§ Given records:
- - - - - - -
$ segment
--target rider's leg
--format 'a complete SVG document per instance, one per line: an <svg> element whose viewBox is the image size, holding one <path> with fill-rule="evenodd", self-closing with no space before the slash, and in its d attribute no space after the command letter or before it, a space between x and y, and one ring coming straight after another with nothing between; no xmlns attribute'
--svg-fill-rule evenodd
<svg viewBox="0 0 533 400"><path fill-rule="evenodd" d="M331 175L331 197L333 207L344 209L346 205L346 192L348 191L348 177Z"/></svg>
- - - - - - -
§ Your task: Nothing but the lines from the one containing "--target rider's leg" through the end of the material should appear; please return them exactly.

§ Task answer:
--target rider's leg
--format 'a complete SVG document per instance, one per line: an <svg> element whose viewBox is the image size, holding one <path> with fill-rule="evenodd", self-closing with no space before the slash, and in its d attribute no space after the command letter or before it, a space between x and y, and one ring coming straight after another with nothing between; no xmlns attribute'
--svg-fill-rule evenodd
<svg viewBox="0 0 533 400"><path fill-rule="evenodd" d="M331 175L331 197L333 207L344 209L346 205L346 192L348 191L348 177Z"/></svg>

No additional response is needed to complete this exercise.